Information provided »
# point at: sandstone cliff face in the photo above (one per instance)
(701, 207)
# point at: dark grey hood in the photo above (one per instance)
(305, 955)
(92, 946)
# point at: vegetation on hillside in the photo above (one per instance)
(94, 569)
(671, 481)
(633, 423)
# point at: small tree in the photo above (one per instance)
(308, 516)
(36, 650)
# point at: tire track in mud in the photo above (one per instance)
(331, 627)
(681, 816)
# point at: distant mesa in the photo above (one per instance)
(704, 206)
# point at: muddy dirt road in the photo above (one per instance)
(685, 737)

The request » Output the stretch from the line containing "# point at: vegetation" through the end of the items as a numbered list, leaving out any blank lines.

Correct result »
1. # point at: vegetation on hillside in the photo above (one per instance)
2. (94, 569)
3. (671, 481)
4. (633, 423)
5. # point at: small tree in the photo above (one per instance)
6. (308, 516)
7. (36, 650)
8. # point at: tire track in mud in the photo above (one per instance)
9. (331, 627)
10. (681, 816)
11. # point at: distant mesa in the photo above (one per instance)
12. (704, 206)
13. # point at: muddy dirt road in the photo above (one per instance)
14. (685, 737)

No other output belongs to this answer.